**Consigne de travail A**
Traduisez en anglais cette phrase du texte sur la dengue : « Chez ces patients, le diagnostic différentiel doit inclure le risque de paludisme, de dengue, de fièvre typhoïde, de leptospirose et d’influenza. »
**Consigne de travail B**
Reprenez le texte sur la dengue après sa dernière phrase et poursuivez-le sur un paragraphe.

**Texte fourni**
__________________________________________________

Les jeunes enfants sont plus vulnérables à la dengue avec syndrome de choc que les adultes, parce qu’ils sont peut-être moins en mesure de compenser la fuite capillaire.

Le diagnostic

Envisagez la dengue dans le diagnostic différentiel des patients qui :

  • sont fiévreux,
  • ont une histoire de voyage dans une région endémique ou de migration d’une région endémique dans les deux semaines suivant l’apparition des symptômes.

Chez ces patients, le diagnostic différentiel doit inclure le risque de paludisme, de dengue, de fièvre typhoïde, de leptospirose et d’influenza.

Il faut envisager des tests virologiques et sérologiques pour confirmer le diagnostic1 en consultation avec le laboratoire. Étant donné la faible prévalence de cette infection au Canada, même chez les voyageurs, il ne faut pas oublier qu’il y aura probablement un délai avant d’obtenir une confirmation. Les décisions cliniques doivent reposer sur l’histoire et les observations; la confirmation viendra plus tard.

__________________________________________________

[Entrées sources]
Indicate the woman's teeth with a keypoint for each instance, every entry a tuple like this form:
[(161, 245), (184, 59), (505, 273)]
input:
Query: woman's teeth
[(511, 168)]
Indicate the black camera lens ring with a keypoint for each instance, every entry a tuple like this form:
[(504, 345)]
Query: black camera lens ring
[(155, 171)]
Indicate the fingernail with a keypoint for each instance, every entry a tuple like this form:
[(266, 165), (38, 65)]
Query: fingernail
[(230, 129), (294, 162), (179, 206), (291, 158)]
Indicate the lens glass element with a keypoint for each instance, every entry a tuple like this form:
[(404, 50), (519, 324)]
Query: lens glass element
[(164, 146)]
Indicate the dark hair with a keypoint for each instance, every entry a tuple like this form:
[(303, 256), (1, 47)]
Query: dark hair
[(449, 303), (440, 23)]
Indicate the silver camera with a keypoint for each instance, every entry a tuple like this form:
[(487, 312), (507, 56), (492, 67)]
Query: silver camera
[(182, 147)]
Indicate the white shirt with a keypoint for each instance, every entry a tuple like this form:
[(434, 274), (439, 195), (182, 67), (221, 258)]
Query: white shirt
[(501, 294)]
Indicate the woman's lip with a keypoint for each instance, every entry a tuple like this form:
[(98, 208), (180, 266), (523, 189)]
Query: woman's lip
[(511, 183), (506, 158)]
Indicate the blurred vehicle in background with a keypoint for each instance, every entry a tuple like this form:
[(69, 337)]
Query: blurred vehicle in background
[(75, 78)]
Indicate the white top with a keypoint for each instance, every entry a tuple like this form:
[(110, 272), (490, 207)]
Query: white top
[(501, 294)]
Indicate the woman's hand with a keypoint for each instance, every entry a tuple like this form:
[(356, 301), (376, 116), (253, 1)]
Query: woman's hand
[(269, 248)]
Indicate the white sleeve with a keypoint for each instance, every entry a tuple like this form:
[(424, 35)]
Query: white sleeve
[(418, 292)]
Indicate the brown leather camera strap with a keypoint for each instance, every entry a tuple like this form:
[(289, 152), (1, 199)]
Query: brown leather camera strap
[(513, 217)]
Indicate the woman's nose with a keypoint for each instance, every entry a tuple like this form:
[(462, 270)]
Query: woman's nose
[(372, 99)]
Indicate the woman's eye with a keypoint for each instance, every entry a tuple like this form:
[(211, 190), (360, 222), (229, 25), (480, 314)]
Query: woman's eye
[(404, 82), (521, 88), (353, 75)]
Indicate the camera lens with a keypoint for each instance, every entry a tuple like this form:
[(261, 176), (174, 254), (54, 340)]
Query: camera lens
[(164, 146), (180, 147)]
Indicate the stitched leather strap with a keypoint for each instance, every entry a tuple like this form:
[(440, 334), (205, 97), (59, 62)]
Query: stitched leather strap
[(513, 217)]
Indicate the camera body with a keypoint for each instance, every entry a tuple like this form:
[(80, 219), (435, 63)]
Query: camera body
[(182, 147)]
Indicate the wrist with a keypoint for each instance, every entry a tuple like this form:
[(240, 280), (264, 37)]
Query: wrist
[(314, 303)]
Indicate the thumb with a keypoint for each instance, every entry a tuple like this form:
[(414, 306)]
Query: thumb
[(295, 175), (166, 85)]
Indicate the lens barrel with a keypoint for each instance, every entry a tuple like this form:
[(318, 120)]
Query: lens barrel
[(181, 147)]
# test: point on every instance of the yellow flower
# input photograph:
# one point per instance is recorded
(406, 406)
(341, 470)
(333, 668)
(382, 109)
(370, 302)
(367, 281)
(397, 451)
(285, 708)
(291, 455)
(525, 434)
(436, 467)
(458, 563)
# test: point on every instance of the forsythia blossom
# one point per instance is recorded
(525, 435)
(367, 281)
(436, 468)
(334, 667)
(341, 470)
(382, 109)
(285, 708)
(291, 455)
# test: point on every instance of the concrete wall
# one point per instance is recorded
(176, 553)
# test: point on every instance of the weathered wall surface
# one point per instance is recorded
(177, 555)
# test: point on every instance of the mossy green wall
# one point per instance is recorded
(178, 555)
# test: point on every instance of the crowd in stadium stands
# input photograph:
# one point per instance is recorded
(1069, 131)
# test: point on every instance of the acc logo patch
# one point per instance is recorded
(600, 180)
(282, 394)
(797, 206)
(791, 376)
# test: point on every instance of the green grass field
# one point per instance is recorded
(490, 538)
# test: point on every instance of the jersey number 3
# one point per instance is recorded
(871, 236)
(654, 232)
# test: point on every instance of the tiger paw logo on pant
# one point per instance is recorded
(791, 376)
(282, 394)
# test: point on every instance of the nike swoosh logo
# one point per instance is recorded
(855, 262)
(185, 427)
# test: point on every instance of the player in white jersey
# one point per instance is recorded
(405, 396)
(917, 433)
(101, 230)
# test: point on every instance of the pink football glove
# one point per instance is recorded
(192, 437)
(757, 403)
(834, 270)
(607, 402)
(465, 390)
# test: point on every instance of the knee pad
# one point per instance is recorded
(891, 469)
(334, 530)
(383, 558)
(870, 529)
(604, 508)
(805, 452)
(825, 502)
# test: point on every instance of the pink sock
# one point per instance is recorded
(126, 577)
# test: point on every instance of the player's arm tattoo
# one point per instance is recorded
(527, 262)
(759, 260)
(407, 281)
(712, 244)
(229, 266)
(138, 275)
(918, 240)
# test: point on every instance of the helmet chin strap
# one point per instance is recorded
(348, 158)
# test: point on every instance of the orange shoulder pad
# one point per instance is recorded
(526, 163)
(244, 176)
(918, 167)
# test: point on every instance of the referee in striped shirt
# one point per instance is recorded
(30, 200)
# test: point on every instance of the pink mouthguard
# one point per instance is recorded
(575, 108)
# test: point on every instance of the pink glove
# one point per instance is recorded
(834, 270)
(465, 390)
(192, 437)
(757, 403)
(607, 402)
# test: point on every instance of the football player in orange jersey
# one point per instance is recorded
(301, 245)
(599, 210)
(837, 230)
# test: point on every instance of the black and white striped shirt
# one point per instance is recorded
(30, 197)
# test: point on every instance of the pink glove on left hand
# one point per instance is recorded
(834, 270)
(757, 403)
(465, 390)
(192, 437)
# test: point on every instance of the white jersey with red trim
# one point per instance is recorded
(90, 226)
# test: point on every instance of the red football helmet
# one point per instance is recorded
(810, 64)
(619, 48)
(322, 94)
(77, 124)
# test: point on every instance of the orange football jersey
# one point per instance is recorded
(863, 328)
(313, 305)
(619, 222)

__________________________________________________

**Réponse attendue A**
In these patients, the differential diagnosis should include the risk of malaria, dengue, typhoid fever, leptospirosis and influenza.

**Réponse attendue B**
Pendant la période de fièvre, particulièrement pendant les phases précoces, le virus peut être décelé dans le sang grâce à l’amplification en chaîne par polymérase avec transcription inverse. Le Laboratoire national de microbiologie de Winnipeg fournit les services diagnostiques de la dengue au Canada. D’autres provinces, y compris l’Ontario, peuvent aussi offrir un test PCR dans le cadre d’un panel qui inclut le virus Zika, le virus du chikungunya et le virus de la dengue (www.publichealthontario.ca/-/media/documents/lab/lab-sd-136-zika-chikungunya-dengue-pcr.pdf?la=fr). Pour effectuer les tests sérologiques en phase aiguë (prélevés de zéro à cinq jours après l’apparition de la fièvre) et en phase convalescente (prélevés de six à 30 jours après l’apparition de la fièvre), on peut aussi utiliser des échantillons sériques. Comme on l’a déjà souligné, lorsque les observations cliniques correspondent et que l’histoire de voyages est appropriée, il faut vérifier la manière d’écarter ou de confirmer la dengue auprès du laboratoire local.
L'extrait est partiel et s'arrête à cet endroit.